══ Records for processing ══

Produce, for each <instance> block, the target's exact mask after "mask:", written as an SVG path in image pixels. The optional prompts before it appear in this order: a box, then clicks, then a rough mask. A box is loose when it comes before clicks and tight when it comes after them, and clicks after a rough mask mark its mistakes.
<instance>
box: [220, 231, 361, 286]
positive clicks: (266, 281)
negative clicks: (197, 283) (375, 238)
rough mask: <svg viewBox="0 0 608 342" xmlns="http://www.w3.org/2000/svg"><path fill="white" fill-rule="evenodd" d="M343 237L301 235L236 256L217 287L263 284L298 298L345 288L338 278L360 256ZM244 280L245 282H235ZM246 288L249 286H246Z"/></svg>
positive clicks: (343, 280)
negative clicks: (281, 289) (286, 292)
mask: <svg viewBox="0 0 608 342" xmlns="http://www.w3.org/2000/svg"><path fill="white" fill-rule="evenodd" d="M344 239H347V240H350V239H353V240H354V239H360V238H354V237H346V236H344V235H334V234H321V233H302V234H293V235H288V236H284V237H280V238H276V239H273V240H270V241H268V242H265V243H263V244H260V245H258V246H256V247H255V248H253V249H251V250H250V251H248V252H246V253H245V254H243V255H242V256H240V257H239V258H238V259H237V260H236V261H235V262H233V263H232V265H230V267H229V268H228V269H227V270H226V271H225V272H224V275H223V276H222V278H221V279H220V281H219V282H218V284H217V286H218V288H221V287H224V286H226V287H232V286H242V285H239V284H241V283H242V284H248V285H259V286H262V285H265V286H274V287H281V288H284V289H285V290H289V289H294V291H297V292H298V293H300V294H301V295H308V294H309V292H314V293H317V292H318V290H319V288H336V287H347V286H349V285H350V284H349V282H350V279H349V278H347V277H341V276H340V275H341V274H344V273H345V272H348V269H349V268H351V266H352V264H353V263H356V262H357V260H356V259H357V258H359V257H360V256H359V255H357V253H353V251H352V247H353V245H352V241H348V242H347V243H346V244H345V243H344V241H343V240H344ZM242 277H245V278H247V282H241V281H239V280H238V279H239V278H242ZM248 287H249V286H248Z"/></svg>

═══

#### Exercise brief:
Search the entries above for the string "rough", and report each line where it occurs.

#### Answer box:
Produce, for each <instance> block, the target's exact mask after "mask:", written as an SVG path in image pixels. The optional prompts before it appear in this order: a box, then clicks, then a rough mask. A box is loose when it comes before clicks and tight when it comes after them, and clicks after a rough mask mark its mistakes.
rough mask: <svg viewBox="0 0 608 342" xmlns="http://www.w3.org/2000/svg"><path fill="white" fill-rule="evenodd" d="M343 237L301 235L236 256L217 287L263 284L298 298L345 288L338 278L360 256ZM244 280L245 282H235ZM246 288L249 286H246Z"/></svg>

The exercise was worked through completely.